------ DATA TO EXAMINE ------

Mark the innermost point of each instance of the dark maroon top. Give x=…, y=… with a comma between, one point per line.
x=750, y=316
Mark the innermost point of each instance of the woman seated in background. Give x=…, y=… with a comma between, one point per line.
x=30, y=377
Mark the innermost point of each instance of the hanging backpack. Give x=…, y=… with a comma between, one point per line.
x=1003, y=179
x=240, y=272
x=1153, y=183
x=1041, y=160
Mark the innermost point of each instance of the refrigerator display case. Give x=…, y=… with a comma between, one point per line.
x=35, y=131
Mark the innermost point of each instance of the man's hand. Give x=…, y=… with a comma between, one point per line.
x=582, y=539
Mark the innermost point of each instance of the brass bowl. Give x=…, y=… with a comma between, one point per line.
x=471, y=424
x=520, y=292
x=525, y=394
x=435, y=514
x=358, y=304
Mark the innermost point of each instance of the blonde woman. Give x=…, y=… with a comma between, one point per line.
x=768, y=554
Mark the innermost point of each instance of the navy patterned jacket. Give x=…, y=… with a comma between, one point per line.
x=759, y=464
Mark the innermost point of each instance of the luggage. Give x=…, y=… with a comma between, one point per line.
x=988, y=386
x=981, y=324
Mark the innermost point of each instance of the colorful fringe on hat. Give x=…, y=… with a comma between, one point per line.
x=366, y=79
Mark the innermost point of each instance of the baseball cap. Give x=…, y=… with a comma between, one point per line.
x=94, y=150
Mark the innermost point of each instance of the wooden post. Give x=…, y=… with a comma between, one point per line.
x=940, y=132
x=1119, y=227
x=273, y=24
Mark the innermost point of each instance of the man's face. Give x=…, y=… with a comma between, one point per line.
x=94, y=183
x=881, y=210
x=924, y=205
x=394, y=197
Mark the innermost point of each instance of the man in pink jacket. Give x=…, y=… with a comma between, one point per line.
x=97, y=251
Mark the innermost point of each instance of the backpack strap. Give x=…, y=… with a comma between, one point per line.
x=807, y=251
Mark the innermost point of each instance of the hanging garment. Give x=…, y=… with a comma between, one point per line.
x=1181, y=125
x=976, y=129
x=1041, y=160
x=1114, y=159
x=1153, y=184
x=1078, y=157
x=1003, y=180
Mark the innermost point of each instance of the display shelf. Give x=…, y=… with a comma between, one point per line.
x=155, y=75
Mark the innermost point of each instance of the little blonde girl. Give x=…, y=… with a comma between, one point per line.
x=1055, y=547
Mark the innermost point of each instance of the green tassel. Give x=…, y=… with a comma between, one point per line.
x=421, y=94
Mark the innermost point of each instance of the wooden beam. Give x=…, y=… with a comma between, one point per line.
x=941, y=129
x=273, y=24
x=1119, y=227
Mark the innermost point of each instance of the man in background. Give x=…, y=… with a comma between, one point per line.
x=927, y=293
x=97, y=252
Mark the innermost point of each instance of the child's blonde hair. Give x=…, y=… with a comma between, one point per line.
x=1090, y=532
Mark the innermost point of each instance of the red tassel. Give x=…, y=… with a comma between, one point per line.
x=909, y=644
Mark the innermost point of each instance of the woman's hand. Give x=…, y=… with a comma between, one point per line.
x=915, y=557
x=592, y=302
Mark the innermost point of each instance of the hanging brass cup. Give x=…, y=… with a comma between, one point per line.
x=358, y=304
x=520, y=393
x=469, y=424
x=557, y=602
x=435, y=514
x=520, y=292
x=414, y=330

------

Line by line, retype all of the entries.

** FINISHED TASK **
Mark the innermost point of each instance of the dark maroon top. Give x=…, y=… with a comma between, one point per line.
x=750, y=316
Mark the innermost point of each instance of the woman seated in background. Give x=…, y=… with a comma between, one point per line.
x=30, y=377
Mark the innermost point of each instance of the hanging backpack. Give x=…, y=… with a comma between, one point per line.
x=1003, y=179
x=240, y=272
x=1153, y=183
x=1041, y=160
Mark the innermost point of each instance of the refrigerator display case. Give x=…, y=… with a comma between, one point per line.
x=35, y=131
Mark the innermost point of each instance of the man's hand. Give x=…, y=… with a comma between, one point per line.
x=582, y=539
Mark the innermost point of each instance of the brass bowl. Give x=…, y=… with a comma between, one point per line.
x=471, y=424
x=520, y=292
x=525, y=394
x=435, y=514
x=358, y=304
Mark the innermost point of each instance of the blonde woman. Give x=…, y=… with a comma between, one point per line.
x=768, y=554
Mark the innermost point of each instance of the navy patterned jacket. Give x=…, y=… with a comma between, one point per line.
x=759, y=464
Mark the innermost point of each instance of the luggage. Give x=…, y=… with a comma between, one point per line.
x=988, y=386
x=981, y=324
Mark the innermost point of each instance of the colorful fringe on hat. Give x=…, y=… with a comma between, one point per line.
x=366, y=79
Mark the innermost point of each instance of the baseball cap. Give x=…, y=… with a comma between, one point per line.
x=94, y=150
Mark the innermost point of each instance of the wooden post. Give x=…, y=… with a comma between, one point per line.
x=940, y=132
x=1119, y=227
x=273, y=24
Mark the innermost point of each instance of the man's face. Give x=…, y=… with a comma between, one point per line.
x=94, y=183
x=881, y=210
x=924, y=205
x=394, y=197
Mark the innermost point of each instance of the man in pink jacket. Give x=…, y=… with a comma between, one point per line.
x=97, y=251
Mark the innermost point of each instance of the backpack strap. Give x=…, y=… with a comma between, one point per line.
x=807, y=251
Mark the innermost point of each instance of the hanging garment. Give x=…, y=… with a comma between, one point per line.
x=1181, y=125
x=976, y=129
x=1041, y=160
x=1114, y=159
x=1153, y=184
x=1078, y=157
x=1003, y=180
Mark the innermost point of each instance of the display shelf. Give x=…, y=… with a comma between, one point per line.
x=155, y=75
Mark the innermost point of each instance of the little blonde girl. Give x=…, y=… with a comma between, one point per line.
x=1055, y=547
Mark the innermost point of each instance of the green tassel. Give x=…, y=… with a comma between, one point per line.
x=421, y=94
Mark the innermost point of each instance of the wooden beam. Give x=…, y=… with a comma between, one point per line.
x=941, y=129
x=273, y=24
x=1119, y=227
Mark the innermost point of each instance of the man in background. Give x=…, y=… with a comma between, one point per line.
x=927, y=293
x=97, y=252
Mark the innermost point of each instance of the child's blonde hair. Give x=…, y=… with a comma between, one point per line.
x=1090, y=532
Mark the innermost point of each instance of the red tassel. Give x=…, y=… with a comma between, one point per line.
x=909, y=644
Mark the innermost point of each instance of the woman's hand. Give x=…, y=… with a comma between, one point per line.
x=915, y=557
x=592, y=302
Mark the innermost point of each instance of the hanging brass cup. Give x=…, y=… with a comma between, one point per line.
x=358, y=304
x=520, y=393
x=469, y=424
x=557, y=602
x=435, y=514
x=520, y=292
x=414, y=330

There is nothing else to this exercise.